:: Text ::

Revisiting Put Options in Cross-Border M&A: Absence of Assured Returns a Critical Hindrance?

[Siddharth Sengupta & Tanay Dubey]

The authors are students of National Law University Odisha.

 

Introduction

Over the past decade, the Indian Government has implemented a range of measures to attract foreign direct investment (FDI) into the country, resulting in a notable upsurge in FDI inflows from $24 billion in 2012 to $49.3 billion in 2022. A key factor behind such a dramatic increase in FDI in the last few years is the growing cross-border M&A activities.

In 2013, the Securities Exchange Board of India (SEBI) permitted the use of option agreements in M&A transactions. An ‘option’ clause within a Shareholder’s Agreement (SHA) is a provision that gives the parties a right to either purchase (in case of a call option) or sell (in case of a put option) shares at a pre-determined price, after a pre-determined period.

:::

Aim of the task »
According to the text on put options in cross-border M&A, in what year did SEBI permit option agreements in M&A transactions?

:: Data records ::

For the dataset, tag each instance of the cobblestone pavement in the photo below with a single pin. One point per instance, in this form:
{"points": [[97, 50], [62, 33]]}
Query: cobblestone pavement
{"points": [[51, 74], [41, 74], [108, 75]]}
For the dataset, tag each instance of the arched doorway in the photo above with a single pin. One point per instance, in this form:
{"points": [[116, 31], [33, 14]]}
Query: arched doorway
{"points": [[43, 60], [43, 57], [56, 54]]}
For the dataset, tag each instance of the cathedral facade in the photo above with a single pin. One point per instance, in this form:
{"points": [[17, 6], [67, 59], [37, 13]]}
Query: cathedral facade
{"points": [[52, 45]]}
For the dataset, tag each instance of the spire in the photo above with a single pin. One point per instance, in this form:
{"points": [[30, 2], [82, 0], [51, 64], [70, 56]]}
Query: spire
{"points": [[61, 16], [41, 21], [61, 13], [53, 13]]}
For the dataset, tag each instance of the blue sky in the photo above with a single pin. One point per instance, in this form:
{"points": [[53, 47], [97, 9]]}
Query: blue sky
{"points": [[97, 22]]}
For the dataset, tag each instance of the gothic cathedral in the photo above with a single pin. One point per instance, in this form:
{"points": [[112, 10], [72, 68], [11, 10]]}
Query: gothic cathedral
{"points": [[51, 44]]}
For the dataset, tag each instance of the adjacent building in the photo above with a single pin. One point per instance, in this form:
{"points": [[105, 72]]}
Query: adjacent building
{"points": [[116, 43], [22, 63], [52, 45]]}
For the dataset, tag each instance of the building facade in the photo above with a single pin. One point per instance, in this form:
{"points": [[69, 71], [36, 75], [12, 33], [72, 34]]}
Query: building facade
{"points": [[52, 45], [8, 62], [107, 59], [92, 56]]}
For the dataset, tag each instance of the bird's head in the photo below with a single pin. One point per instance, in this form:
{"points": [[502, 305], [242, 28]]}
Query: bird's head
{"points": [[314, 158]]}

:::

Solution »
2013